**Passage shown:**
━━━━━━━━━━━━━━━━
[General Policy] [Detection Project] [Segmentation Project] [Classification Project]
• We provide skeleton codes in Matlab for each project. You can start your implementation from the code provided by us.
• You may be able to find some codes online implemented by the authors. It is definitely OK and encouraged to check these codes. But it is
an honor code violation to directly copy codes from existing implementations. Note that your code will be read by the course instructors.
• We allow for both 1-person or 2-person teams for the projects. Each team hands in one copy of the codes and writeup. Grading will be fair
regardless of the team size.
• Your project will be evaluated based on many factors, such as your understanding of the algorithm, performance of your algorithm, quality
of your code, your creativity, write-up, and presentation.
• It is estimated to take you 20-30 hours for each project, depending on your familiarity with the algorithm and how far you want to go for
the projects. The third project might take you 10 hours more.
• You are not expected to implement all the details of the algorithm or really achieve state-of-the-art performance. But if your algorithm works
very well, you will get extra credits.
Grading Policy per Project:
• Technical approach and code: 35% (including correctness and completeness of your method, your innovation, etc)
• Experiment evaluation: 35% (including performance and results of your method, thoroughness of your experiments, insights and analysis
that you draw from your results)
• Write-up quality: 20% (please read the write-up sample carefully)
• Project presentation: 10% (clarity and content of your project presentation)
Late Days:
We allow seven late days in total for all the three projects. Once you have used up these late days, the project turned in late will be penalized 20% per late day.
Project 1: Pedestrian Detection with the Deformable Part Model
Project Description:
Implement a pedestrian detection algorithm using the HOG (Histogram of Oriented Gradients) feature representation and the Deformable Part Model.
• Refer to Viola & Jones for a general idea about object detection systems.
• Refer to Dalal & Triggs for the HOG (Histogram of Oriented Gradients) feature representation.
• Refer to Felzenszwalb et al (2008) for the Deformable Part Model for object detection. Felzenszwalb et al (PAMI 2010) is a more detailed
version of the paper.
• Refer to Felzenszwalb et al (CVPR 2010) for how to make your algorithm faster. (We encourage you to read this paper to get more ideas about how to improve a detection system. But you are not required to implement this paper.)
Dataset and Project Setup:
In this project, we will use PASCAL VOC 2007 person detection dataset to train and test your program. Here is a brief introduction of the datasets (you only need to look at the "person" category). The performance of your method will be evaluated using precision & recall curve and average precision (AP). Here is a criteria to evaluate whether a specific detection result is correct or not.
━━━━━━━━━━━━━━━━
**Extracted data:**
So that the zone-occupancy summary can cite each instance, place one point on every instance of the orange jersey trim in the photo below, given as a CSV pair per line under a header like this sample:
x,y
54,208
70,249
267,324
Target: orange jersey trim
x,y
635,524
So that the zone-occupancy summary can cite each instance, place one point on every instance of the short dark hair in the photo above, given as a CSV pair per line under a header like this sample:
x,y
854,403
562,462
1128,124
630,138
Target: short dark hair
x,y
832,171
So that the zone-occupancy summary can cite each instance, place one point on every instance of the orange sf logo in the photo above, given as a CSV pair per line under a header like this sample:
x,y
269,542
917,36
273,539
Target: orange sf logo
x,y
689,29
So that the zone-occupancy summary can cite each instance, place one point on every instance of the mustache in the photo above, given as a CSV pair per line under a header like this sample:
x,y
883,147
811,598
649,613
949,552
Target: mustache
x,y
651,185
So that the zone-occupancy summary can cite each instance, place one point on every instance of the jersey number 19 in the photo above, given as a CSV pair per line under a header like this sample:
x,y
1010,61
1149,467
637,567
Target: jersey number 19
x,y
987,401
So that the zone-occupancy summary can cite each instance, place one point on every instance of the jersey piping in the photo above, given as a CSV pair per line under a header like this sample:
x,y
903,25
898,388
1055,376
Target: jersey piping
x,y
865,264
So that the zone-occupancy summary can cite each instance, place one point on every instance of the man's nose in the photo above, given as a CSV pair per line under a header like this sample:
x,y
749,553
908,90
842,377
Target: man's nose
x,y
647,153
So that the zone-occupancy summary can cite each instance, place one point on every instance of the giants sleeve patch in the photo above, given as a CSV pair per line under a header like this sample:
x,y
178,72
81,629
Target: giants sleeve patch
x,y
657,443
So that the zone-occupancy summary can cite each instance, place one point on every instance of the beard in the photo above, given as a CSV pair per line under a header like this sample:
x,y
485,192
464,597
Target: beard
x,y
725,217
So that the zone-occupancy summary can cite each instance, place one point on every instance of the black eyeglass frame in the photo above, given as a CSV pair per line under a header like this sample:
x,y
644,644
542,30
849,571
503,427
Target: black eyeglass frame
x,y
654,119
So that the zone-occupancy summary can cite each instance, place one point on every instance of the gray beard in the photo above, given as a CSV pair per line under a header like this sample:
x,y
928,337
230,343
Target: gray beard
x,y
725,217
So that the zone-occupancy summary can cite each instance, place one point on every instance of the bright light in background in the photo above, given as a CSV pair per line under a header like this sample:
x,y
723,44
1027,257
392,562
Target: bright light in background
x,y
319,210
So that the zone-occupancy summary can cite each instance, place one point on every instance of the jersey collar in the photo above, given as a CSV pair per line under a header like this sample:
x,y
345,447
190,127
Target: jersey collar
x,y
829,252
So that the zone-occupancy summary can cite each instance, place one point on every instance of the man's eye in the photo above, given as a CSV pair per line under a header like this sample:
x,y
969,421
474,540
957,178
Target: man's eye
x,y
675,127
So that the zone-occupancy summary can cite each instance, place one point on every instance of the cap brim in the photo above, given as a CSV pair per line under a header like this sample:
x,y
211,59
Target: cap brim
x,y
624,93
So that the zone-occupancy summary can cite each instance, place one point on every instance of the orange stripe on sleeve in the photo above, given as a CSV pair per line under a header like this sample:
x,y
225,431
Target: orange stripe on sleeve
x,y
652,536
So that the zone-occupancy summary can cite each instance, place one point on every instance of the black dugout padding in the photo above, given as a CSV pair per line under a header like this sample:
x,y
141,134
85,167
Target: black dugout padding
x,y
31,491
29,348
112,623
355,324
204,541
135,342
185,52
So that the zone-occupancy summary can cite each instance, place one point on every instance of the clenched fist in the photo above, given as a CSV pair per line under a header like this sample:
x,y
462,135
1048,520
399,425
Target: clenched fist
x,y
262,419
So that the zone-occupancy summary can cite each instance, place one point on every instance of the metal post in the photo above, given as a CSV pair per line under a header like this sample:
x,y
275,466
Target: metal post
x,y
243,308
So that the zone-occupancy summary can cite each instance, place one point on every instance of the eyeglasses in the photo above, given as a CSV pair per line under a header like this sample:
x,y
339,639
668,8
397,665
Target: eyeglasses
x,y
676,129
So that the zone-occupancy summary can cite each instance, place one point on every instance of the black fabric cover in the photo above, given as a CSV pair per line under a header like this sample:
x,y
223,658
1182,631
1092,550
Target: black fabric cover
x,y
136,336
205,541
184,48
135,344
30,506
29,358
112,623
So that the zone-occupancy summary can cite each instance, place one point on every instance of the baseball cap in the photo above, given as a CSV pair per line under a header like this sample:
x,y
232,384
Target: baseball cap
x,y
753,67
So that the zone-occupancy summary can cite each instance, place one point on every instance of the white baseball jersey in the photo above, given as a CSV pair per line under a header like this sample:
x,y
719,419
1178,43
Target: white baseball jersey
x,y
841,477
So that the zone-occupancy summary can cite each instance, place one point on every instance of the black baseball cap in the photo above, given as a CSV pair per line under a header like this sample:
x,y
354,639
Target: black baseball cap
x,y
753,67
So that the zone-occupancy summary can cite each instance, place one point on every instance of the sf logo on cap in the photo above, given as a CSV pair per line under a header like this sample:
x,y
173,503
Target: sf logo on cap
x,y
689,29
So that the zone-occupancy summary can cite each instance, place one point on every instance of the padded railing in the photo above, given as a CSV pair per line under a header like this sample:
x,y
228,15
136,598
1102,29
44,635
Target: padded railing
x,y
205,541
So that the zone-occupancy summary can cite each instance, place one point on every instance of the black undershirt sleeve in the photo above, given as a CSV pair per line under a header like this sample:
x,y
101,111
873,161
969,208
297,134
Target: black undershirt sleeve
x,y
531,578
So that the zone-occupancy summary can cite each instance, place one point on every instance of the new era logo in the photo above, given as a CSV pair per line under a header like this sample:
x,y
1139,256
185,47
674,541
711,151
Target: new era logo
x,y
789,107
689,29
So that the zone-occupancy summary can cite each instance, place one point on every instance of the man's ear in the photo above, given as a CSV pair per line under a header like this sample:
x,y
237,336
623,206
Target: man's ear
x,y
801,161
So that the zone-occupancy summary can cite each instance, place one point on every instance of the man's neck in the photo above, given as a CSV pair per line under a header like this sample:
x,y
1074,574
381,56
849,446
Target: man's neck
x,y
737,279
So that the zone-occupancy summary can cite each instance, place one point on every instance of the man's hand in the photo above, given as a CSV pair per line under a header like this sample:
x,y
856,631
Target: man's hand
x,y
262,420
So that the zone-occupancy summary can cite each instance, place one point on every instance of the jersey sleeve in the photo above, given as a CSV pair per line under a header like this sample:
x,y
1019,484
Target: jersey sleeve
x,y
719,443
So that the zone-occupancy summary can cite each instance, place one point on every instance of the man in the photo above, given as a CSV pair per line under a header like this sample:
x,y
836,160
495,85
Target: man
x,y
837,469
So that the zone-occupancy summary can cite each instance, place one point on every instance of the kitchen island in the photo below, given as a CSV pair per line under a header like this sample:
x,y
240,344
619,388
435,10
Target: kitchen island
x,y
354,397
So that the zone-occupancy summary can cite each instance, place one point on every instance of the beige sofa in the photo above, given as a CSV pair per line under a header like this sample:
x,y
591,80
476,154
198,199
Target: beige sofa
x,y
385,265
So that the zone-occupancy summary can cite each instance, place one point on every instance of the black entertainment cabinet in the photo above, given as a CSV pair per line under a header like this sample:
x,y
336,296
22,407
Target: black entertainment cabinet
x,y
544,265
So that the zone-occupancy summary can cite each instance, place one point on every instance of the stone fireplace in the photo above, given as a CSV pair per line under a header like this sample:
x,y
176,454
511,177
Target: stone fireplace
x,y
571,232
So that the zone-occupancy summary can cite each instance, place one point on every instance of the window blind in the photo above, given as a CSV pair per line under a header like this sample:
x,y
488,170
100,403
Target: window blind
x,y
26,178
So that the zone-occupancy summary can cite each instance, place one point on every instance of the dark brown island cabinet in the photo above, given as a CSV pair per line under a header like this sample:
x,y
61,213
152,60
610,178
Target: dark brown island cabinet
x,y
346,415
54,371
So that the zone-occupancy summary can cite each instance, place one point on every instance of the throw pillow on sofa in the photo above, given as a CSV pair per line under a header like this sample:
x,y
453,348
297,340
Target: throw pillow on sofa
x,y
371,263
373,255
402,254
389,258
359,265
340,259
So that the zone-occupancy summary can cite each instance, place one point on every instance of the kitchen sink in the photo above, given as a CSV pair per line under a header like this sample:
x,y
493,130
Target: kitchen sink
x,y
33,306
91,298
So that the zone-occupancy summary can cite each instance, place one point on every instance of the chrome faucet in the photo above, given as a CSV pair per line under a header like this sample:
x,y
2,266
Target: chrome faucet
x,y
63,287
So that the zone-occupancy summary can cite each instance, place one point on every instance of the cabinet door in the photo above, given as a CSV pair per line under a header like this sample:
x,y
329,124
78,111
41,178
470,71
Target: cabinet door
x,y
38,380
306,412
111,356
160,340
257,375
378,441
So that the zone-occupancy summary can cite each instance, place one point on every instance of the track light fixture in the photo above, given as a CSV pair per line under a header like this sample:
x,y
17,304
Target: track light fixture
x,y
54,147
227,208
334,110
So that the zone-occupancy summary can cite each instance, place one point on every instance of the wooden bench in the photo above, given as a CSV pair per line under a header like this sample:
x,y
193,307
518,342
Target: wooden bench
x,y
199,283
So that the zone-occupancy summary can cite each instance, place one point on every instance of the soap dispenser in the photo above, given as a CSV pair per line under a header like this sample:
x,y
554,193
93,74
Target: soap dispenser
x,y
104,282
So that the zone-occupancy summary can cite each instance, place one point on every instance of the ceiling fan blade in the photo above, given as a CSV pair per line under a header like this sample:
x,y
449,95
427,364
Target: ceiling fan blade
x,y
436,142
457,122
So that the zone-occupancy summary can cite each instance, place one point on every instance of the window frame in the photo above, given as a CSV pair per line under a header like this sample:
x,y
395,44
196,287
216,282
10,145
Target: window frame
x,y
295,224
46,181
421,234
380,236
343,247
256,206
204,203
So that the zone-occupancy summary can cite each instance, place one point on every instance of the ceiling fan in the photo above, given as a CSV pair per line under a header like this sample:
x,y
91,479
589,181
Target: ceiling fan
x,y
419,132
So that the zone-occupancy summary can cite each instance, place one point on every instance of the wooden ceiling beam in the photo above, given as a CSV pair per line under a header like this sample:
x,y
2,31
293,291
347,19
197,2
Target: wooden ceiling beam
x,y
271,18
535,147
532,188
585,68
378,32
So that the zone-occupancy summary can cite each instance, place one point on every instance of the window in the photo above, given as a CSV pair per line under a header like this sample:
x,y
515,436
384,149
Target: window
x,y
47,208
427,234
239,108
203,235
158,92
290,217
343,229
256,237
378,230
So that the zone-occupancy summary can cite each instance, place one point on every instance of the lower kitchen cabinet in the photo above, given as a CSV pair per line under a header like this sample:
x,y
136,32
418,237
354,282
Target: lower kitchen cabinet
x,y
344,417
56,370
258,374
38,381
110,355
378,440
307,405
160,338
━━━━━━━━━━━━━━━━
**Written exercise 1:** Reproduce the part of the course project guidelines between "Project 1: Pedestrian" and "of the paper.", inclusive, swapping "Deformable Part Model" for "DPM".
**Written exercise 2:** According to the course project guidelines, what percentage of each project's grade is assigned to experiment evaluation?

**Task result 1:**
Project 1: Pedestrian Detection with the DPM
Project Description:
Implement a pedestrian detection algorithm using the HOG (Histogram of Oriented Gradients) feature representation and the DPM.
• Refer to Viola & Jones for a general idea about object detection systems.
• Refer to Dalal & Triggs for the HOG (Histogram of Oriented Gradients) feature representation.
• Refer to Felzenszwalb et al (2008) for the DPM for object detection. Felzenszwalb et al (PAMI 2010) is a more detailed
version of the paper.

**Task result 2:** 35%